--- Start of DATA PROVIDED ---

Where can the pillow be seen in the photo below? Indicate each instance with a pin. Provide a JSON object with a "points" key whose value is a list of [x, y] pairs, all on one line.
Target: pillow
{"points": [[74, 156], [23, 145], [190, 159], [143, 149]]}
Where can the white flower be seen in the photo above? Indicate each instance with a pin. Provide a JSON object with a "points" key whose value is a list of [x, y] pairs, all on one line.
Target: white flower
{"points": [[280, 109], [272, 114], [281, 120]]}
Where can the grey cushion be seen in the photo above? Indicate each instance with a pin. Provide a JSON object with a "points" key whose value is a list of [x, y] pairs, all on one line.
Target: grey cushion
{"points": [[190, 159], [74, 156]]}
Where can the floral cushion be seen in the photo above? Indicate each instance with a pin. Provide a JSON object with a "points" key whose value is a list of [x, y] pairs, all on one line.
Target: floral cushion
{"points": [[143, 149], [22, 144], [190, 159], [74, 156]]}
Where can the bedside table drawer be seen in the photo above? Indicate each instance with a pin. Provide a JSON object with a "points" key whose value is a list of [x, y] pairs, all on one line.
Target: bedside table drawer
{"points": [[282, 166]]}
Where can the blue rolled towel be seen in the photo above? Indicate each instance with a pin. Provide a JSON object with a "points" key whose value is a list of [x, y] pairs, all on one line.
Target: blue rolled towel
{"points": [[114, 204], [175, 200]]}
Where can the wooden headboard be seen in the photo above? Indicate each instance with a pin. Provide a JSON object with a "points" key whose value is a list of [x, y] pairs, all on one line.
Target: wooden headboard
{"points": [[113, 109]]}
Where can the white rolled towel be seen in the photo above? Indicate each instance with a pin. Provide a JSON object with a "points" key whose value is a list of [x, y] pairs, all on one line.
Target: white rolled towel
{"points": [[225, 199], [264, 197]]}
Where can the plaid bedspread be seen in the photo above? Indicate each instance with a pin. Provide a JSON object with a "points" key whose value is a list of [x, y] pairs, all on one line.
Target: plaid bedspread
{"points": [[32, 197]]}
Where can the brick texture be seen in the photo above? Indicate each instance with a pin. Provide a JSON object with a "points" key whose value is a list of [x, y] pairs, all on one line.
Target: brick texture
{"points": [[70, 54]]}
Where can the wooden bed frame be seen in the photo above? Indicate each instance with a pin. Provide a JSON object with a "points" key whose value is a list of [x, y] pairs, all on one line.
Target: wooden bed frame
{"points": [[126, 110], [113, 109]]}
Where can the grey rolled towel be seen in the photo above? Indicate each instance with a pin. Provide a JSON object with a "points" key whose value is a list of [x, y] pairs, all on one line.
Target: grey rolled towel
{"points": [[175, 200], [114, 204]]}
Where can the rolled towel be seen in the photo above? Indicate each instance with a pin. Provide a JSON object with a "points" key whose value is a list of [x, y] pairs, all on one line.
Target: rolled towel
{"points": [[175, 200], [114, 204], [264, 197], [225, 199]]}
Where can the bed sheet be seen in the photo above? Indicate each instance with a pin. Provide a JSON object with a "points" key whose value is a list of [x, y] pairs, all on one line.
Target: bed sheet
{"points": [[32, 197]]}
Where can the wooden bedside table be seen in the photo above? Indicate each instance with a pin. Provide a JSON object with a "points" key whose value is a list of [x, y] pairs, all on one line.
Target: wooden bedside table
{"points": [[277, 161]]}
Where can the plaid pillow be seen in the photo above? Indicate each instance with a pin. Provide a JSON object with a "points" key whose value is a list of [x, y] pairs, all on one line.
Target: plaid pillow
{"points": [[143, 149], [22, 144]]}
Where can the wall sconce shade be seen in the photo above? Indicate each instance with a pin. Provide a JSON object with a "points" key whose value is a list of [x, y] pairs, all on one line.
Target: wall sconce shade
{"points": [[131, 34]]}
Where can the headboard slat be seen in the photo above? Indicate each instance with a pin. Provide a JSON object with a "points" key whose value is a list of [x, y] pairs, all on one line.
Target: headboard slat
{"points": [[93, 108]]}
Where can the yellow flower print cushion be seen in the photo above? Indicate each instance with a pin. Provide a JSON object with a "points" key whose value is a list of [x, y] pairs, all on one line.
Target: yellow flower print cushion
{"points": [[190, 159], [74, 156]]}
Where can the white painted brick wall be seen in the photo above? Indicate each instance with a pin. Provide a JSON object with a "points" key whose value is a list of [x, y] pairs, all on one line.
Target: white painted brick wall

--- End of DATA PROVIDED ---

SET PROBLEM: Take the lines above from the one holding "Where can the grey rolled" to the last and output them exactly.

WORKED SOLUTION:
Where can the grey rolled towel be seen in the photo above? Indicate each instance with a pin. Provide a JSON object with a "points" key whose value is a list of [x, y] pairs, all on one line.
Target: grey rolled towel
{"points": [[175, 200], [114, 204]]}
Where can the rolled towel be seen in the photo above? Indicate each instance with a pin. Provide a JSON object with a "points" key whose value is a list of [x, y] pairs, all on one line.
Target: rolled towel
{"points": [[175, 200], [114, 204], [264, 197], [225, 199]]}
Where can the bed sheet be seen in the photo above? Indicate each instance with a pin. Provide a JSON object with a "points" key whose value is a list of [x, y] pairs, all on one line.
Target: bed sheet
{"points": [[32, 197]]}
Where can the wooden bedside table be seen in the photo above? Indicate each instance with a pin. Provide a JSON object with a "points" key whose value is a list of [x, y] pairs, all on one line.
Target: wooden bedside table
{"points": [[277, 161]]}
Where can the plaid pillow be seen in the photo above? Indicate each instance with a pin. Provide a JSON object with a "points" key whose value is a list of [x, y] pairs, all on one line.
Target: plaid pillow
{"points": [[143, 149], [22, 144]]}
Where can the wall sconce shade be seen in the photo above? Indicate each instance with a pin. Provide a JSON object with a "points" key whose value is a list of [x, y] pairs, all on one line.
Target: wall sconce shade
{"points": [[131, 34]]}
Where can the headboard slat be seen in the photo above? Indicate each instance with a pin. Provide a JSON object with a "points" key whose value is a list of [x, y] pairs, all on one line.
Target: headboard slat
{"points": [[93, 108]]}
Where can the yellow flower print cushion be seen in the photo above? Indicate each instance with a pin. Provide a JSON object with a "points" key whose value is a list of [x, y] pairs, all on one line.
Target: yellow flower print cushion
{"points": [[190, 159], [74, 156]]}
Where can the white painted brick wall be seen in the photo above? Indicate each instance with a pin. Provide a JSON object with a "points" key whose value is a list of [x, y] pairs, all on one line.
Target: white painted brick wall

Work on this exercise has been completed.